* **Recorded information**
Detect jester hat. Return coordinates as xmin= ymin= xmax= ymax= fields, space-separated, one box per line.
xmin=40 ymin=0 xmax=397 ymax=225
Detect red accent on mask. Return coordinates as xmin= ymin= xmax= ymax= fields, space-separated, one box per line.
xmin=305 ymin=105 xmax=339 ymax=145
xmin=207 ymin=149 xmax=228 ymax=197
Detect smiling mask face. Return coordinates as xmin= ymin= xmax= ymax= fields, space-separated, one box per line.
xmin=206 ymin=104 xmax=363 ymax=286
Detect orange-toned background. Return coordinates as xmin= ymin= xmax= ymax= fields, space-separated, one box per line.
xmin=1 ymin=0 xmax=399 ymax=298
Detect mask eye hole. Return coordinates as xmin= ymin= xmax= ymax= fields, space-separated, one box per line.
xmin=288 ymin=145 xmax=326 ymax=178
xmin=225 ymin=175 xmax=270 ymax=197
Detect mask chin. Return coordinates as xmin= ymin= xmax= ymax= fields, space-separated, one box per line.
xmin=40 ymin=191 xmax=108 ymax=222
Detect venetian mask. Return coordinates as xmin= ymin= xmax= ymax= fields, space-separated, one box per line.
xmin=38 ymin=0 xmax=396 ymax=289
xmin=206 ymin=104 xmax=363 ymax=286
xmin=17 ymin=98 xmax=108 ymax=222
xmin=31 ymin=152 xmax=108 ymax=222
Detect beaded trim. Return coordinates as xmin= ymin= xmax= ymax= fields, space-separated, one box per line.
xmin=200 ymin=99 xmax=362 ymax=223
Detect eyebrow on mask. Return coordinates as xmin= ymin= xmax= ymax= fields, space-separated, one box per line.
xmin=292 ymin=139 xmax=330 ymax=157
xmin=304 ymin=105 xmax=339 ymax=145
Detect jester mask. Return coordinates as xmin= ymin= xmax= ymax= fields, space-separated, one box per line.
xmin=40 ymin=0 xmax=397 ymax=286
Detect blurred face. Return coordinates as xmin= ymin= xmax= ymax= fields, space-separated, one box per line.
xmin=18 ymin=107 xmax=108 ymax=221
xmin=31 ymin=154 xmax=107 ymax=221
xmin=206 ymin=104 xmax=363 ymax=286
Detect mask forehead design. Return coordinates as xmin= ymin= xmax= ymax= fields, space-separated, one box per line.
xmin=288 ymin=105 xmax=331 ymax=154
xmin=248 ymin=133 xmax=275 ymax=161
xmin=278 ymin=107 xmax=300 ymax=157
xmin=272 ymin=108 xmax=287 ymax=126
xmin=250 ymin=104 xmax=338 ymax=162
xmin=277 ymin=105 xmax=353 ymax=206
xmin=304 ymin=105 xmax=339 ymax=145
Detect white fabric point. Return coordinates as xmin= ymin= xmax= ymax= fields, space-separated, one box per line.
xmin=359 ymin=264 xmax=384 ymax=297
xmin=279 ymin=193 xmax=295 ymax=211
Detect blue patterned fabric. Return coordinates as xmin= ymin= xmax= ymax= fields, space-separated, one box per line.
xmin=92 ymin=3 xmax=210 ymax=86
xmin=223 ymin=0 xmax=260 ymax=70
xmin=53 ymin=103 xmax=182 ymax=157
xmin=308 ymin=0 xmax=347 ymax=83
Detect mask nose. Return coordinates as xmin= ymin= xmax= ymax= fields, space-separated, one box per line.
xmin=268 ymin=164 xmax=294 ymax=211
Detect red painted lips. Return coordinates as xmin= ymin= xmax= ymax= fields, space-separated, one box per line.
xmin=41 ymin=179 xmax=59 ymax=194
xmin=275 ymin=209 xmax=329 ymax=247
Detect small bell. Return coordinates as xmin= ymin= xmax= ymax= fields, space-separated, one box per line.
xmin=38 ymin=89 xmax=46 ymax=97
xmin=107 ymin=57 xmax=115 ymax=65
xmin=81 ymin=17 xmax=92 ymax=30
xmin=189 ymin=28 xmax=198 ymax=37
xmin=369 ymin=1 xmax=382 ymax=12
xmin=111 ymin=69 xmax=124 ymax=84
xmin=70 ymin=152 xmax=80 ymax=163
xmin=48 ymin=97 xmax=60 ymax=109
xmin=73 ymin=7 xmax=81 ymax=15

* **Activity**
Nothing in the listing should change; repeat it in full.

* **Response to this task**
Detect jester hat. Return coordinates as xmin= ymin= xmax= ymax= fields, space-separated, one box per line.
xmin=40 ymin=0 xmax=397 ymax=225
Detect red accent on mask. Return coordinates as xmin= ymin= xmax= ymax= fields, space-separated, one box per line.
xmin=305 ymin=105 xmax=339 ymax=145
xmin=207 ymin=149 xmax=228 ymax=197
Detect smiling mask face. Return coordinates as xmin= ymin= xmax= ymax= fields, space-separated, one box per line.
xmin=206 ymin=104 xmax=363 ymax=286
Detect orange-toned background. Return coordinates as xmin= ymin= xmax= ymax= fields, space-separated, one box per line.
xmin=1 ymin=0 xmax=399 ymax=298
Detect mask eye hole. Return coordinates as xmin= ymin= xmax= ymax= fields, space-separated, one box per line.
xmin=288 ymin=145 xmax=326 ymax=178
xmin=225 ymin=175 xmax=270 ymax=197
Detect mask chin. Return coordinates as xmin= ymin= xmax= ymax= fields, space-separated, one box per line.
xmin=40 ymin=191 xmax=108 ymax=222
Detect venetian mask. Return coordinates as xmin= ymin= xmax= ymax= fields, space-separated, one box per line.
xmin=38 ymin=0 xmax=396 ymax=289
xmin=206 ymin=104 xmax=363 ymax=286
xmin=17 ymin=98 xmax=108 ymax=222
xmin=31 ymin=152 xmax=108 ymax=222
Detect beaded trim. Return coordinates as xmin= ymin= xmax= ymax= fields, space-separated, one box per line.
xmin=200 ymin=99 xmax=362 ymax=223
Detect eyebrow on mask. Return coordinates as xmin= ymin= xmax= ymax= fields, space-separated, one box per line.
xmin=292 ymin=139 xmax=330 ymax=157
xmin=304 ymin=105 xmax=339 ymax=145
Detect jester mask. Return coordinates as xmin= ymin= xmax= ymax= fields, space-separated, one box per line.
xmin=40 ymin=0 xmax=397 ymax=286
Detect blurred face. Return coordinates as xmin= ymin= xmax= ymax= fields, space-separated, one box per line.
xmin=18 ymin=107 xmax=108 ymax=221
xmin=31 ymin=154 xmax=107 ymax=221
xmin=206 ymin=104 xmax=363 ymax=286
Detect mask forehead design. Return coordinates as xmin= ymin= xmax= ymax= fields, space-separated, one box per line.
xmin=288 ymin=105 xmax=331 ymax=154
xmin=248 ymin=133 xmax=275 ymax=161
xmin=278 ymin=107 xmax=300 ymax=157
xmin=272 ymin=108 xmax=287 ymax=126
xmin=250 ymin=104 xmax=338 ymax=162
xmin=277 ymin=105 xmax=353 ymax=206
xmin=304 ymin=105 xmax=339 ymax=145
Detect white fabric point. Return coordinates as xmin= ymin= xmax= ymax= fields, space-separated, one box per line.
xmin=359 ymin=264 xmax=384 ymax=297
xmin=279 ymin=193 xmax=295 ymax=211
Detect blue patterned fabric. Return coordinates as xmin= ymin= xmax= ymax= fields, space-separated, one box per line.
xmin=92 ymin=3 xmax=210 ymax=86
xmin=223 ymin=0 xmax=260 ymax=70
xmin=53 ymin=103 xmax=182 ymax=157
xmin=308 ymin=0 xmax=347 ymax=83
Detect mask nose. Return coordinates as xmin= ymin= xmax= ymax= fields, space-separated, one box per line.
xmin=268 ymin=164 xmax=294 ymax=211
Detect red painted lips. Return coordinates as xmin= ymin= xmax= ymax= fields, space-separated, one box per line.
xmin=41 ymin=179 xmax=59 ymax=194
xmin=275 ymin=209 xmax=329 ymax=247
Detect small bell. Return coordinates as xmin= ymin= xmax= ymax= fields, space-separated, one box per line.
xmin=38 ymin=89 xmax=46 ymax=97
xmin=107 ymin=57 xmax=115 ymax=65
xmin=81 ymin=17 xmax=92 ymax=30
xmin=189 ymin=28 xmax=198 ymax=37
xmin=369 ymin=1 xmax=382 ymax=12
xmin=111 ymin=69 xmax=124 ymax=84
xmin=70 ymin=152 xmax=80 ymax=163
xmin=48 ymin=97 xmax=60 ymax=109
xmin=73 ymin=7 xmax=81 ymax=15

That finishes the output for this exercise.